Exercise description: Repeat exactly, and only, the lines running from the one that holds "Could you please point to the leafy" to the end of the records.

Task data:
--------------------------------------------------

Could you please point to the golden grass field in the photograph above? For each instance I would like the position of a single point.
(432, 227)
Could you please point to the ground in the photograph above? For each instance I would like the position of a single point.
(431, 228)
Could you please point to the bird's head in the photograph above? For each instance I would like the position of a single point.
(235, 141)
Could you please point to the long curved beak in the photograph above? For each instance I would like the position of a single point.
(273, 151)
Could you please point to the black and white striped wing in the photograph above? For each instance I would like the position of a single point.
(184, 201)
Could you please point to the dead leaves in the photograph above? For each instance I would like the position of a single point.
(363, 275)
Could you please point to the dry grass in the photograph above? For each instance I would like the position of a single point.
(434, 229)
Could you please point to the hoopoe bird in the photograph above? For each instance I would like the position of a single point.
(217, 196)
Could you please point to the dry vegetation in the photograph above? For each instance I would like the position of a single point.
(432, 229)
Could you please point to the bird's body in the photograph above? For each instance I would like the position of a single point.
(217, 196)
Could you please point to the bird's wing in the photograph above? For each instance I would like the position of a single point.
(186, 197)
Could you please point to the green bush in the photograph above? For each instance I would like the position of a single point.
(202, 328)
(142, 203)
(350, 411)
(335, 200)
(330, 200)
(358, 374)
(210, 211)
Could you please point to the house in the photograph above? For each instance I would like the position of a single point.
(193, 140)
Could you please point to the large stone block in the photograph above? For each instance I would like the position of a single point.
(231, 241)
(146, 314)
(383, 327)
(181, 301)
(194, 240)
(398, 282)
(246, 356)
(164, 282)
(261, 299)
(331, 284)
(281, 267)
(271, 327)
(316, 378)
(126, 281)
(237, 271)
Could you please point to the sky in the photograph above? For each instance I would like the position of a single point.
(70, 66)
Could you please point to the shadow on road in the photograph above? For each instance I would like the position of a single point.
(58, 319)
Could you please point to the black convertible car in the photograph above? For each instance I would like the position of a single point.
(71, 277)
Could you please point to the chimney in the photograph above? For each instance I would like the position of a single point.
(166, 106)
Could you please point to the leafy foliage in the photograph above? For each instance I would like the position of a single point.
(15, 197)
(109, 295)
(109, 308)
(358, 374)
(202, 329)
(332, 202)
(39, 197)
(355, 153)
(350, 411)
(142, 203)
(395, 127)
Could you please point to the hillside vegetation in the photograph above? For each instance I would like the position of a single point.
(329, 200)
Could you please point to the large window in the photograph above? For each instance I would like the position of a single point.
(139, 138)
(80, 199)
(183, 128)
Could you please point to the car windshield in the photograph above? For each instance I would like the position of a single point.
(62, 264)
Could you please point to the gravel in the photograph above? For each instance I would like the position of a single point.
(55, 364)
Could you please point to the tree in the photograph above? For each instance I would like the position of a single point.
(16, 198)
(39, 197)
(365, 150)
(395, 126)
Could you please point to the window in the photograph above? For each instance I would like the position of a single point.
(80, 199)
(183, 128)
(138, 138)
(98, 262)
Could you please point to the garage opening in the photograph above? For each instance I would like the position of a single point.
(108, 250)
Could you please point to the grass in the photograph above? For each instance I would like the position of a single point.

--------------------------------------------------

Solution for this problem:
Could you please point to the leafy foliage in the photograph above? For each instance I would like the position of a single point.
(15, 197)
(109, 295)
(109, 308)
(358, 374)
(202, 329)
(332, 202)
(39, 197)
(355, 153)
(350, 411)
(142, 203)
(395, 127)
Could you please point to the hillside vegetation in the photograph above? For each instance I would like the position of a single point.
(329, 200)
Could you please point to the large window in the photograph above? For each instance I would like the position of a single point.
(139, 138)
(80, 199)
(183, 128)
Could you please point to the car windshield in the photograph above? For each instance I would like the position of a single point.
(62, 264)
Could you please point to the gravel in the photograph above? For each instance I would like the position of a single point.
(55, 364)
Could you please point to the tree in the photograph above? For each instance I would like the position of a single point.
(16, 198)
(39, 197)
(365, 150)
(395, 126)
Could you please point to the window in the photograph above? For each instance I would like the position of a single point.
(80, 199)
(183, 128)
(138, 138)
(98, 262)
Could you please point to the garage opening in the photograph above? For each instance I would like the position of a single point.
(108, 250)
Could you please point to the grass in the photograph above? For each instance I would like the position of a single point.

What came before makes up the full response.